[What needs to be done]: Every record must be transcribed in its entirety, apart from the images, which are to be omitted.

:::

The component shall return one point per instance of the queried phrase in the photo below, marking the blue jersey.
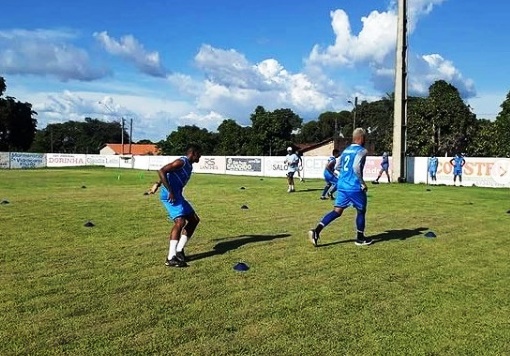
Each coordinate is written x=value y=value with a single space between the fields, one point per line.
x=385 y=162
x=433 y=162
x=328 y=164
x=178 y=179
x=293 y=161
x=458 y=162
x=350 y=166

:::

[Written response]:
The component shall return one point per instance of the queried phrase in the photo below, marking the blue jersey.
Each coordinate is written x=value y=value with a single space between the fields, one point per line.
x=385 y=162
x=433 y=162
x=328 y=164
x=178 y=179
x=293 y=161
x=458 y=162
x=350 y=166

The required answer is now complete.